START Given records

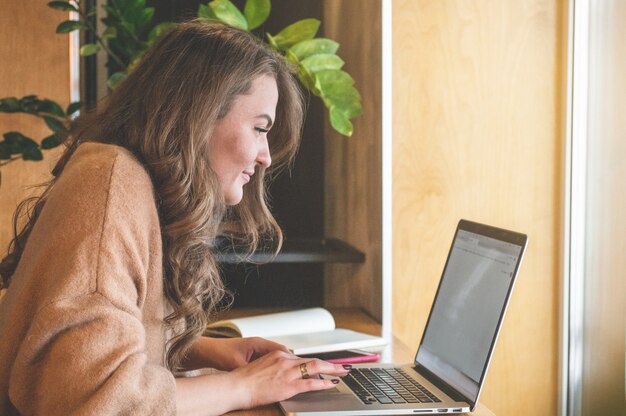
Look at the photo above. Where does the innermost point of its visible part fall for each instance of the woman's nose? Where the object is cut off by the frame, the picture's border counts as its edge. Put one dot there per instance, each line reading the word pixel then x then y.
pixel 264 159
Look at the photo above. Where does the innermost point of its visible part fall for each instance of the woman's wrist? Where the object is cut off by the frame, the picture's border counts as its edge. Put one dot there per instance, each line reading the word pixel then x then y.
pixel 214 394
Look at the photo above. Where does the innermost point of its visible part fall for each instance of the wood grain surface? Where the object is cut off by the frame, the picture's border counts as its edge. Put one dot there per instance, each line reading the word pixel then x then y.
pixel 34 60
pixel 353 165
pixel 478 107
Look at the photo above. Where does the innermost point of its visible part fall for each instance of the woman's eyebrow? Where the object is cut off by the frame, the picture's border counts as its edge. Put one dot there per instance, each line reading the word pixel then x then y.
pixel 266 117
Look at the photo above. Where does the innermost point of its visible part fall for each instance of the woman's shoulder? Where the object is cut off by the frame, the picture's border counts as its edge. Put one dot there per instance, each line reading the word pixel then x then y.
pixel 93 159
pixel 97 173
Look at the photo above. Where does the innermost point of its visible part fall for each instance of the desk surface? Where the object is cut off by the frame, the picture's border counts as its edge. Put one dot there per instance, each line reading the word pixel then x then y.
pixel 395 352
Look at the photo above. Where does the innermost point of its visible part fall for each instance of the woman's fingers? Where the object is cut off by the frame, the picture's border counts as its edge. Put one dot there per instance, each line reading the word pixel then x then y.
pixel 313 368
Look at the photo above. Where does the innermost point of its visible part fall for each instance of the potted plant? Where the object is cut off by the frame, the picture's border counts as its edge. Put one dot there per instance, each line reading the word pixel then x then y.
pixel 130 31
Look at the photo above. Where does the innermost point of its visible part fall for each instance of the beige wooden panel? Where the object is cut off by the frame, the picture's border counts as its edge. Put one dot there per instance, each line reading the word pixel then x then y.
pixel 478 102
pixel 34 60
pixel 353 183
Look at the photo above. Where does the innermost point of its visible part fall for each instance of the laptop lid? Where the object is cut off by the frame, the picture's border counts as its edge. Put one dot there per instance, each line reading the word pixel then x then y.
pixel 471 300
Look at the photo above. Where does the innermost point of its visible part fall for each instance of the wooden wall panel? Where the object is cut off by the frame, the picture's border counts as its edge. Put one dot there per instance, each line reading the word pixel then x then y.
pixel 353 182
pixel 478 103
pixel 34 60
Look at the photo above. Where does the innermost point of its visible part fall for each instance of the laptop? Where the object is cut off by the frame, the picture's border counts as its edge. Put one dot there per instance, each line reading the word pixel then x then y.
pixel 452 359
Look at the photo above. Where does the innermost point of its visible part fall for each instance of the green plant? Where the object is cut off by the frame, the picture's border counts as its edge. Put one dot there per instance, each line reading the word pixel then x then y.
pixel 130 31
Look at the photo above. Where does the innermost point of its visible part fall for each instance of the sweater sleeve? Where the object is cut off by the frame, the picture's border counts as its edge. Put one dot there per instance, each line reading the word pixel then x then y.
pixel 85 350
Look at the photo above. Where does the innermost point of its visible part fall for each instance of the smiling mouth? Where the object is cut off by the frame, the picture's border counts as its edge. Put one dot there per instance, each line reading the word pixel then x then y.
pixel 248 176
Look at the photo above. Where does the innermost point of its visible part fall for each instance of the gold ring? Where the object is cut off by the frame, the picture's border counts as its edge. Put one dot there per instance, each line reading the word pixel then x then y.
pixel 303 370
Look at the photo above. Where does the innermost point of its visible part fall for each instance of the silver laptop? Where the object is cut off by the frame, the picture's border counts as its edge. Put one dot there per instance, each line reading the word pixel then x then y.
pixel 457 344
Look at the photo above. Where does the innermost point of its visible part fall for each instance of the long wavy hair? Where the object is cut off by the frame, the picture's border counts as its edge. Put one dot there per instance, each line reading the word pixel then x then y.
pixel 165 113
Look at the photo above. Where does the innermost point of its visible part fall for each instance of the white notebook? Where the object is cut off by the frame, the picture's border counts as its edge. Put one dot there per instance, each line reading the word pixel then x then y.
pixel 305 331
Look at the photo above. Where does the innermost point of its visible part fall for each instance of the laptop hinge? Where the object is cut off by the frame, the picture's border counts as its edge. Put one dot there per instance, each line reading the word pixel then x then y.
pixel 441 385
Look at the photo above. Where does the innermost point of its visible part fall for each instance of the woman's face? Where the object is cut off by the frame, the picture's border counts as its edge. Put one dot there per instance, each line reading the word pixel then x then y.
pixel 239 142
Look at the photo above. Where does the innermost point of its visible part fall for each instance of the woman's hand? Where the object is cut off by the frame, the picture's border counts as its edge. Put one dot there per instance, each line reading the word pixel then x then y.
pixel 229 353
pixel 273 377
pixel 278 376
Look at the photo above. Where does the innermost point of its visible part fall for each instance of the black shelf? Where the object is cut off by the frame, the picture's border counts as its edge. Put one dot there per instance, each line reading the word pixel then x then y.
pixel 328 250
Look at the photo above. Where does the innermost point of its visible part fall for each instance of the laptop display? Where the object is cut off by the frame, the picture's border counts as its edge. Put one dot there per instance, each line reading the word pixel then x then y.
pixel 457 344
pixel 465 317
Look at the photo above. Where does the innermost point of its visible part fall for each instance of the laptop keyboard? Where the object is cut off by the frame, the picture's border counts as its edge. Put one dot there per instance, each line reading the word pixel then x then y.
pixel 387 386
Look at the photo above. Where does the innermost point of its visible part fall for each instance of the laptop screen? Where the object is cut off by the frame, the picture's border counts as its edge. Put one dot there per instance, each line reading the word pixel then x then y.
pixel 469 306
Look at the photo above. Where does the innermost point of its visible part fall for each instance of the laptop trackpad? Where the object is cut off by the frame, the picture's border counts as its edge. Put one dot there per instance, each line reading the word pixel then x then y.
pixel 323 400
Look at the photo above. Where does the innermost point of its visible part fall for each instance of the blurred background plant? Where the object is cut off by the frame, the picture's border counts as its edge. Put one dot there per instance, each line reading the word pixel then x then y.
pixel 129 31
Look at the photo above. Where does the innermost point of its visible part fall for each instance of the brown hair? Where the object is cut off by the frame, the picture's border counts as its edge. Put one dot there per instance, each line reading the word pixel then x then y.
pixel 164 113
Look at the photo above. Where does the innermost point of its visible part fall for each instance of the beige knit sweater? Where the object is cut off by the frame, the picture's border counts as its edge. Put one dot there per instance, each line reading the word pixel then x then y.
pixel 81 326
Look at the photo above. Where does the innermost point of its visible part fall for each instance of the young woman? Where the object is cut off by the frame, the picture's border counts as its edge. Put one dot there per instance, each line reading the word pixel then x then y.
pixel 113 278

END Given records

Task directions: Your copy should hold every entry exactly as written, but none of the pictures.

Expected output:
Look at the photo above. Where does the innermost point of its visible part fall for each instance of the woman's nose? Where the object is cut off by the frame, the picture's border counts as its edge. Put one dot there per instance, each line reading the word pixel then x then y.
pixel 264 159
Look at the photo above. Where does the innermost point of its visible part fall for each instance of the woman's wrist? Where the object is cut off by the frame, the picture's border counts as its edge. Put one dot there per instance, each line reading the word pixel then x then y.
pixel 214 394
Look at the photo above. Where does the innermost point of its visible part fall for each instance of the wood grain surface? Where the object is cut off by the frame, the picture's border counts as its edge. Put one dot there per instance, each line reading the word pixel then x then y.
pixel 34 60
pixel 353 165
pixel 478 107
Look at the photo above. Where does the innermost point of its visible part fall for each instance of the woman's eyebrow? Where the object is cut off by the frame, the picture's border counts as its edge. Put one dot there per instance, each line reading the word pixel then x then y.
pixel 266 117
Look at the photo above. Where does the innermost point of its visible part fall for each instance of the woman's shoulder? Where the object is cut off by the frame, the picture's border counts as its edge. Put one dot there per instance, each line reading the word pixel then x then y.
pixel 93 159
pixel 97 173
Look at the photo above. Where does the innermost point of its visible part fall for each instance of the desk surface? Where the object is cut off by the frame, the picture's border counts as its edge. Put one dot there per instance, each line reading the word pixel then x then y.
pixel 395 352
Look at the photo above. Where does the innermost point of its visible part fall for each instance of the woman's fingers? Where the object is cut off by the frame, the picture's border counts as its edge. Put one dot there per instance, each line reading the word pixel then x then y.
pixel 313 368
Look at the photo above. Where does the innermost point of its visible part fall for each instance of the potted plant? Where the object is cut off by the frame, the picture's border counts as its edge. Put one dot there per instance, each line reading the word pixel then x then y.
pixel 130 31
Look at the photo above. Where does the innermost point of its visible part fall for each instance of the beige wooden panel? Where the object is cut off by the frame, the picture's border counts as its edge. Put one dot there per instance, each line reading the word pixel then x then y.
pixel 478 102
pixel 34 60
pixel 353 183
Look at the photo above. Where does the innermost point of its visible part fall for each instance of the laptop lid? Where the object is cut off by the frame, the picture's border counts as its edge. Put one dot there per instance, each line reading the word pixel then x then y.
pixel 471 300
Look at the photo above. Where does the innermost point of its visible part fall for each instance of the wooden wall panel? Where the object is cut off by the frame, the picture's border counts as its edge. Put one dot there per instance, each line reading the word pixel then x then y.
pixel 353 182
pixel 478 103
pixel 34 60
Look at the photo above. Where does the innermost point of its visible part fall for each instance of the laptop? Where the object is cut off by the frame, the picture's border counts as its edge. Put one dot there per instance, each line reading the word pixel then x then y.
pixel 452 359
Look at the photo above. Where does the innermost point of its visible part fall for each instance of the green plant? Where the object is cut off by the frame, the picture's border counts as its edge. Put one dot there per instance, each line reading the word pixel then x then y.
pixel 130 31
Look at the photo above. Where does the innermost point of its visible part fall for each instance of the sweater sleeve? Where the object is cut off by the frame, the picture's border counts as its edge. Put one dot there per instance, each line reading the word pixel then x then y.
pixel 85 350
Look at the photo above. Where does the innermost point of its visible part fall for each instance of the smiling mouth? Where the object is cut off by the frame, the picture's border counts as its edge. Put one dot there per instance, each line reading the word pixel then x then y.
pixel 248 176
Look at the photo above. Where does the innermost point of its visible part fall for each instance of the gold ring? Where the object is cut off by the frame, the picture's border counts as its edge. Put one dot there per instance, each line reading the word pixel then x then y.
pixel 303 370
Look at the photo above. Where does the innermost point of its visible part fall for each instance of the silver laptop? Where the object is cut off by the frame, the picture's border counts as its edge. Put one dot there per instance, each line reading the word pixel then x then y.
pixel 457 344
Look at the photo above. Where does the innermost point of its visible part fall for each instance of the long wavy hair? Where the object is cut off by the frame, the picture's border counts as its edge. Put one dot there per instance, each line reading the word pixel then x then y.
pixel 165 113
Look at the photo above. Where does the innermost point of its visible part fall for each instance of the white notebook? Where the object is cut off by the frame, the picture's border counts as its edge. Put one dot there per instance, each line reading the word pixel then x then y.
pixel 305 331
Look at the photo above. Where does the innermost point of its visible part fall for each instance of the laptop hinge? Where the object is cut off by the frame, the picture's border counts as its edge. Put one dot there per instance, each line reading the word pixel then x then y.
pixel 441 385
Look at the photo above. Where does the innermost point of its visible part fall for each instance of the woman's face? Where the object is cut off by the frame, the picture's border counts as its edge. Put one dot there per instance, each line reading the word pixel then x then y.
pixel 239 142
Look at the photo above. Where does the innermost point of its visible part fall for each instance of the woman's hand? Where the object is cut off by the frame, the picture's border counts as its edge. Put one dot there per instance, each line reading the word pixel then x then y.
pixel 229 353
pixel 273 377
pixel 278 376
Look at the photo above. Where does the innermost point of its visible part fall for each instance of the black shelf? Where the object is cut off by the frame, the picture's border counts as its edge. Put one dot there per instance, each line reading the word pixel then x then y.
pixel 328 250
Look at the photo above. Where does the innermost point of its visible part fall for each instance of the laptop display? Where the object is cut off by the frame, the picture's border counts as its edge. Put one dot there per instance, each line reading the word pixel then x then y.
pixel 457 344
pixel 465 317
Look at the photo above. Where does the innermost point of its visible part fall for each instance of the laptop keyboard? Where the object is cut off by the frame, the picture's border counts as its edge. Put one dot there per instance, each line reading the word pixel then x then y.
pixel 387 386
Look at the photo above. Where does the innermost point of its visible part fall for each instance of the laptop screen? Where the object is cut off by the frame, the picture's border counts as its edge. Put one dot there per instance, each line reading the word pixel then x then y.
pixel 469 306
Look at the photo above. Where does the innermost point of its visible part fall for each instance of the laptop trackpad? Where the object is cut off by the frame, the picture's border counts as its edge. Put one dot there per instance, each line reading the word pixel then x then y.
pixel 323 400
Look at the photo above. Where does the innermost point of its visible part fall for each instance of the blurred background plant? Where the object is cut off by the frame, the picture's border counts as its edge. Put one dot there per instance, each line reading the word pixel then x then y.
pixel 129 31
Look at the photo above. Where does the innermost point of its visible part fall for each instance of the brown hair? Where the object is cut off by the frame, the picture's border counts as its edge. Put one dot there per instance, each line reading the word pixel then x then y.
pixel 164 113
Look at the photo above. Where does the innermost point of its visible part fall for each instance of the beige knit sweater? Where the object is cut off by the frame, the picture's border counts as its edge. Put one dot there per instance, each line reading the word pixel then x then y.
pixel 81 326
Look at the photo above. Where does the innermost point of its visible part fall for each instance of the young woman? Where the object is cut off by the frame, the picture's border counts as its edge. Put one dot there per instance, each line reading the word pixel then x then y.
pixel 113 278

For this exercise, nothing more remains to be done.